• What you will do
Repeat every record exactly.

** Opening Data shown block **

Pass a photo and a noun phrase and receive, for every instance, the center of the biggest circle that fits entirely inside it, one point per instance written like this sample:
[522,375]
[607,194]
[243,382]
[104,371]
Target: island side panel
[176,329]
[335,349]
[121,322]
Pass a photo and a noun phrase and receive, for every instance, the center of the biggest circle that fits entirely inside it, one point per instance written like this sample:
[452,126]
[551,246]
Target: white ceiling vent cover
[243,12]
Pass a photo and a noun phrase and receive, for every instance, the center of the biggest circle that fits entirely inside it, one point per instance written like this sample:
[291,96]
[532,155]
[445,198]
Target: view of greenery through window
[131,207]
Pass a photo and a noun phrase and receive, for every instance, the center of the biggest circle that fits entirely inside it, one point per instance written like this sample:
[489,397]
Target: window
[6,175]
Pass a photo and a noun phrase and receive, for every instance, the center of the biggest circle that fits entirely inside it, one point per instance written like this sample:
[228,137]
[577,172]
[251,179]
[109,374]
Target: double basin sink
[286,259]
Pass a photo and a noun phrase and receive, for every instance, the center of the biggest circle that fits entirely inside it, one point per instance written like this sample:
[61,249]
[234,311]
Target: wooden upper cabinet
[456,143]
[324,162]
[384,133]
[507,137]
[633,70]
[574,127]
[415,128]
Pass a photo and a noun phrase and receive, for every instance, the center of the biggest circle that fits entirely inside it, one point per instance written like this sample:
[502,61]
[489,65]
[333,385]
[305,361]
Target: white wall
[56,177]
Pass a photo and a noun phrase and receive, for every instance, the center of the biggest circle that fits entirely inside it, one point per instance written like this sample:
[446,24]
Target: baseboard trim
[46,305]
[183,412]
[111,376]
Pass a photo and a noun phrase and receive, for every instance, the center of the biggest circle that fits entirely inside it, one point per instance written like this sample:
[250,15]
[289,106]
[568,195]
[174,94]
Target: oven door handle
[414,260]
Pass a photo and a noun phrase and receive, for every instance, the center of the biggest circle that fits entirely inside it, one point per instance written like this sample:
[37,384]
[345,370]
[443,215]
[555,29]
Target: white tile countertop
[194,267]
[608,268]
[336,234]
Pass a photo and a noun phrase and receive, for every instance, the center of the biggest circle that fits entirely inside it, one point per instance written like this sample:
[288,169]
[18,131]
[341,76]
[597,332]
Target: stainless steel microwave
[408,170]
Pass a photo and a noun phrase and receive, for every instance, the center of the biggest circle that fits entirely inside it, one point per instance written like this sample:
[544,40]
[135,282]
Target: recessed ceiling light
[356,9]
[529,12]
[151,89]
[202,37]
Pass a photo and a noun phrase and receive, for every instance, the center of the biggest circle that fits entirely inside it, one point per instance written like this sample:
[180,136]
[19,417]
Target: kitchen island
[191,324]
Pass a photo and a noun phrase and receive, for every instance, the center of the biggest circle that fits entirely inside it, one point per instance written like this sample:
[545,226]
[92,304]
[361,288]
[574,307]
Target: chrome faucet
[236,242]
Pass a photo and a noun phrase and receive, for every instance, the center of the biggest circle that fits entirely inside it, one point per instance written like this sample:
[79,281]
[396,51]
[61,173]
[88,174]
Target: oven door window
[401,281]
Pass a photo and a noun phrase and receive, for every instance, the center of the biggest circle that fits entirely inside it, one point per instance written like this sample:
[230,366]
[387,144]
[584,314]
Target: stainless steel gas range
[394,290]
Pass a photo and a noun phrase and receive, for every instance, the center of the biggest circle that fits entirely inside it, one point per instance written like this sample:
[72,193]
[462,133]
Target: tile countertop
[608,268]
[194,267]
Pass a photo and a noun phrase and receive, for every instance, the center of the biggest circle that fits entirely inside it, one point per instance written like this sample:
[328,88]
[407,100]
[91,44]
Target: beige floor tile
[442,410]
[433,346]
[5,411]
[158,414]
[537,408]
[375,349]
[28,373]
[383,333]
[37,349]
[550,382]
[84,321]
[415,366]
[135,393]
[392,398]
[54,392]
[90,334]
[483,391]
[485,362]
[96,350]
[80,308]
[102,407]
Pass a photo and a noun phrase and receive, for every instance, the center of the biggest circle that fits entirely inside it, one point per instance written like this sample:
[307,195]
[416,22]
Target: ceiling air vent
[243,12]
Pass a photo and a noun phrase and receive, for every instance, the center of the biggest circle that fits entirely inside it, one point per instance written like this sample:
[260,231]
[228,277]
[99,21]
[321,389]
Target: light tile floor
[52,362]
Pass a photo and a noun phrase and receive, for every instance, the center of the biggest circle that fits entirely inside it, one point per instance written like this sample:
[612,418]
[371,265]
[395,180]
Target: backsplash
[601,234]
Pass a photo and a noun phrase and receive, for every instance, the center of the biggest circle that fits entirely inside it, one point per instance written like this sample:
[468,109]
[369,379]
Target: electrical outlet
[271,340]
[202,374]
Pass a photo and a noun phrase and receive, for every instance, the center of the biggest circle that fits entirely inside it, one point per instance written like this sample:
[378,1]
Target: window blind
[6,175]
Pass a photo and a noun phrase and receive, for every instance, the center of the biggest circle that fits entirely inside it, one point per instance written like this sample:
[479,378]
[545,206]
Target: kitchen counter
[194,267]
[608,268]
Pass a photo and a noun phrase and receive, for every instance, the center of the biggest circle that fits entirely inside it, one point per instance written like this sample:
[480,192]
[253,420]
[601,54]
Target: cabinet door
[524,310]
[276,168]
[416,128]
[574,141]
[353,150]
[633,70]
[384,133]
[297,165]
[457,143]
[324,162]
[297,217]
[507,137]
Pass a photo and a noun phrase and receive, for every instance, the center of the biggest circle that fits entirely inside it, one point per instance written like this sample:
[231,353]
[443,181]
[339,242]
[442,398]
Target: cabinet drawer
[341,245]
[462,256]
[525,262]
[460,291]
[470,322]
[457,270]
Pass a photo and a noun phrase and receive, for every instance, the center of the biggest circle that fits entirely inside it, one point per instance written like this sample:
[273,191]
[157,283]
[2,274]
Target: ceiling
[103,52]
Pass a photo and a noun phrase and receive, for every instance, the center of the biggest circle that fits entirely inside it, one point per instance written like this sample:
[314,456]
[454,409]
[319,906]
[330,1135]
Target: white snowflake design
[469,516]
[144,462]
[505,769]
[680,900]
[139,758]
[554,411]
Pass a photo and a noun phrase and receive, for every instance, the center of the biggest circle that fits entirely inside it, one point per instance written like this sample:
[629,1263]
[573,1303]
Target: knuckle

** Closing Data shown block **

• Written response
Pass a photo and a noun phrase and receive, for every instance, the center of the biggest circle that fits entirely inside it, one point per instance written like this sample:
[522,375]
[607,194]
[243,382]
[104,371]
Target: island side panel
[176,329]
[335,349]
[121,322]
Pass a photo and a noun phrase and receive, for every instance, the center of the biggest circle that fits entirely inside it, one point per instance written like this sample:
[452,126]
[551,246]
Target: white ceiling vent cover
[243,12]
Pass a photo and a noun phrase and receive, for every instance, the center of the biggest circle that fits entirely inside it, one point per instance written like this sample:
[291,96]
[532,155]
[445,198]
Target: view of greenery through window
[131,207]
Pass a photo and a noun phrase and receive, for every instance, the center of the biggest circle that fits entirely inside it, one point per instance written like this sample:
[489,397]
Target: window
[6,175]
Pass a photo and a noun phrase and receive, for every instance, the center of the biggest circle that fits entirely inside it, one point per instance written like this sample:
[228,137]
[577,172]
[251,179]
[109,374]
Target: double basin sink
[286,259]
Pass a photo and a noun phrase and receive, for every instance, the center of the biggest circle that fits entirely inside it, one point per instance written like this sample:
[61,249]
[234,311]
Target: wooden upper cabinet
[456,143]
[324,162]
[384,133]
[507,137]
[633,70]
[574,127]
[415,128]
Pass a photo and a noun phrase and receive, for every instance, the center of the biggest circle that fits entirely inside it, one point per instance written like this sample:
[502,61]
[489,65]
[333,385]
[305,361]
Target: white wall
[56,177]
Pass a photo and a noun phrase and receive, for every instance, the center of the biggest circle that fits entirely inside it, one point per instance written like this sample:
[446,24]
Target: baseboard trim
[46,305]
[183,412]
[111,376]
Pass a photo and a noun phrase and receive, for every instance, the center of the biggest circle that fits entirely inside it, one point per instance written like this sample:
[250,15]
[289,106]
[568,195]
[174,94]
Target: oven door handle
[414,260]
Pass a photo and a noun phrase and receive, for every instance, the center of the biggest circle that fits entirely inside it, one point per instance written like this sample:
[37,384]
[345,370]
[443,215]
[555,29]
Target: white tile countertop
[194,267]
[608,268]
[336,234]
Pass a photo and a noun phrase and receive, for every instance, the center of the biggest circle that fits entirely inside it, one point per instance written like this sample:
[288,169]
[18,131]
[341,76]
[597,332]
Target: stainless steel microwave
[408,170]
Pass a photo and a noun phrase and receive, for every instance, the center of the biggest circle that fits entirely inside it, one point per instance written like this sample:
[544,40]
[135,282]
Target: recessed ceiling light
[356,9]
[529,12]
[151,89]
[202,37]
Pass a photo and a noun phrase and receive, for every instance, the center of the biggest circle that fits entirely inside it, one point per instance written like this sample:
[180,136]
[19,417]
Target: kitchen island
[191,324]
Pass a photo and a noun phrase and receive, for every instance, the center of the biggest circle that fits entirely inside it, one point per instance written like this sample:
[545,226]
[92,304]
[361,288]
[574,307]
Target: chrome faucet
[236,242]
Pass a photo and a noun phrase and receive, for every instance, the center of the biggest circle that fits entirely inside it, one point per instance written like this sample:
[79,281]
[396,51]
[61,173]
[88,174]
Target: oven door window
[401,281]
Pass a photo and a noun phrase and receive, for every instance, the center of the biggest circle that fits entirely inside it, one point per instance written like this sample:
[230,366]
[387,144]
[584,314]
Target: stainless steel gas range
[394,290]
Pass a photo and a noun phrase and receive, for every instance, the center of the biggest circle that fits entirely inside it, one point per instance written like this sample:
[72,193]
[462,133]
Target: tile countertop
[608,268]
[194,267]
Pass a photo and a noun phrase and receive, for every instance, the center of the biggest circle that fits entirely inside it, one point per instance written like this sample:
[328,88]
[407,100]
[91,44]
Target: beige floor tile
[442,410]
[433,346]
[5,411]
[158,414]
[537,408]
[375,349]
[28,373]
[383,333]
[37,349]
[550,382]
[84,321]
[415,366]
[135,393]
[392,398]
[54,392]
[90,334]
[483,391]
[485,362]
[96,350]
[80,308]
[102,407]
Pass a photo and a noun phrase and receive, for every instance, the center of the biggest circle that fits entirely inside it, one point per instance written like this sample:
[307,195]
[416,22]
Target: ceiling air vent
[243,12]
Pass a photo and a noun phrase and receive, for every instance, the center of the biggest circle that fits entirely inside it, one point per instance written like this sample:
[260,231]
[228,277]
[99,21]
[321,389]
Target: light tile floor
[52,362]
Pass a photo and a noun phrase and receive, for every instance, the center of the biggest circle that fits entirely inside it, one point per instance written like this sample:
[612,418]
[371,265]
[395,180]
Target: backsplash
[601,234]
Pass a photo and a noun phrase and receive, for every instance, the center of the biggest circle that fits entirely inside it, one point per instance written like this sample:
[468,109]
[369,379]
Target: electrical outlet
[271,340]
[202,374]
Pass a photo and a noun phrase and receive, for every instance, the center of the biggest circle that fits entirely inside it, one point per instance written like this sample:
[378,1]
Target: window blind
[6,175]
Pass a photo and a noun phrase and receive, for every instance, the center of the biggest circle that fits entirely inside it, one point per instance written like this sample:
[479,378]
[545,206]
Target: kitchen counter
[194,267]
[608,268]
Pass a photo and a noun phrase and receive, for every instance, the center of the biggest circle that fits entirely inside it, one point per instance written like this sample:
[480,192]
[253,420]
[601,54]
Target: cabinet door
[524,310]
[276,168]
[416,128]
[574,141]
[353,150]
[633,70]
[384,133]
[297,165]
[457,143]
[324,162]
[297,217]
[507,137]
Pass a photo and a noun phrase and receive, for every instance, the center of the biggest circle that fits entirely inside it, one point per instance written like this sample:
[231,353]
[443,181]
[339,242]
[442,398]
Target: cabinet drawer
[341,245]
[462,256]
[525,262]
[460,291]
[470,322]
[457,270]
Pass a photo and a noun phrase and receive, for every instance, the center of the biggest circle that fits entirely inside it, one point per instance written like this sample:
[273,191]
[157,283]
[2,274]
Target: ceiling
[103,52]
Pass a photo and a noun phrase and receive, for every instance, the center of the biggest circle that fits entirely inside it, one point per instance written like this sample:
[314,456]
[454,409]
[319,906]
[330,1135]
Target: white snowflake design
[469,516]
[144,462]
[505,769]
[680,900]
[139,758]
[554,411]
Pass a photo and a noun phrase and receive, for every instance, the center of the biggest circle that fits entirely inside it, one point per instance written like this sample:
[629,1263]
[573,1303]
Target: knuckle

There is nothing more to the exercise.